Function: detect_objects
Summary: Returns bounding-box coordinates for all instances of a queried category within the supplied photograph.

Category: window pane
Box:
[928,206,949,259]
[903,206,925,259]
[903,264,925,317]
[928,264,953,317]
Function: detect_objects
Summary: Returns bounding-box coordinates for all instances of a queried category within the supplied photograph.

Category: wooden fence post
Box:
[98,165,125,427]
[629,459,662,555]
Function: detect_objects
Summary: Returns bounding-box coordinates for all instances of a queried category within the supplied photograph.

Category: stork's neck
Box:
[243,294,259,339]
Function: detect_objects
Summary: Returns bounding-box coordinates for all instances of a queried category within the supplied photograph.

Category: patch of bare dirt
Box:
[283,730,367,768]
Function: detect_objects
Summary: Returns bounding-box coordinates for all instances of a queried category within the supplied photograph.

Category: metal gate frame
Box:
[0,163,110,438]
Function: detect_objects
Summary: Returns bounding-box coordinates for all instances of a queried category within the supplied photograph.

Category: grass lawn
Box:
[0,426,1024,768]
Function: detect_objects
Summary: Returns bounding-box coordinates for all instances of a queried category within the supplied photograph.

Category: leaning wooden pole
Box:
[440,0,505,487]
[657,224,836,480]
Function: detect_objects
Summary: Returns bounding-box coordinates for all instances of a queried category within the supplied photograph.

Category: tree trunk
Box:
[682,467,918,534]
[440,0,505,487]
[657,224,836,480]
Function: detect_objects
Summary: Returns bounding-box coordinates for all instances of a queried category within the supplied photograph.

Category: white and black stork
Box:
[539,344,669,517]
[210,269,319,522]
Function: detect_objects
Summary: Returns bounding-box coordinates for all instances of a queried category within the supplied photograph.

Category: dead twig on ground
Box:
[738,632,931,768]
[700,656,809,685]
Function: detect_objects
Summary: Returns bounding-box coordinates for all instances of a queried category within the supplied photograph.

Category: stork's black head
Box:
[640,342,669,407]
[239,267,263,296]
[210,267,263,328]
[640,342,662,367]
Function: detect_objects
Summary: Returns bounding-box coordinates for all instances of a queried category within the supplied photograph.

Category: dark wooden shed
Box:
-- -- --
Copy out the entire listing above, line for line, with nothing changed.

**Solution to the problem**
Function: detect_objects
Summary: Returns bounding-box coordinates for all instances of a queried category within the supplied photograph.

Category: window pane
Box:
[928,206,949,259]
[903,206,925,259]
[903,264,925,317]
[928,264,953,317]
Function: detect_objects
Summary: Returns bounding-box coordinates for all instances of a queried category within the supplied photograph.

Category: wooden fence post
Box:
[98,165,125,427]
[629,459,662,555]
Function: detect_objects
Summary: Returns bounding-box coordinates for all instances of a queried category within the supplied photograph.

Category: stork's neck
Box:
[243,294,259,339]
Function: detect_objects
Summary: Returns bounding-box coordinates for all instances of a queried category within the supplied photograph.

Category: patch of bare dirt
Box:
[283,730,367,768]
Function: detect_objects
Summary: Returns bounding-box coordinates for all instances of a queried category within the supplied photograph.

Category: metal gate frame
Box:
[0,163,110,438]
Function: detect_objects
Summary: Returns bounding-box coordinates for all instances of a queried category within the supplied photograph.

Category: grass lawn
Box:
[0,426,1024,768]
Function: detect_objects
Summary: Returns bounding-box coordinates for all instances of a queried category within the supplied photograph.

Category: leaning wooden pole
Box:
[440,0,505,487]
[657,224,836,480]
Function: detect_objects
Summary: Returns bounding-box coordinates for all instances of a queried category within the supplied photograph.

Category: tree trunk
Box:
[682,467,918,534]
[440,0,505,487]
[657,224,836,480]
Function: detect_objects
Summary: Returns bounding-box coordinates for all instances of a queried category within the supplied photograph.

Category: white and black stork
Box:
[539,344,669,517]
[210,269,319,522]
Function: detect_objects
Summary: Returns bounding-box coordinates for all instances of a queried category within the supplied photograph.

Category: dead twig on ground
Box:
[738,632,931,768]
[700,656,809,685]
Function: detect_objects
Summary: Returns bounding-box coordinates for all instances of a queried category within the supplied photograph.

Category: stork's black head
Box:
[640,342,669,407]
[239,267,263,296]
[210,267,263,328]
[640,342,662,367]
Function: detect_objects
Summary: Returns bounding-box coordinates for all instances of a queried category within the supplied photograph.

Category: dark wooden shed
Box:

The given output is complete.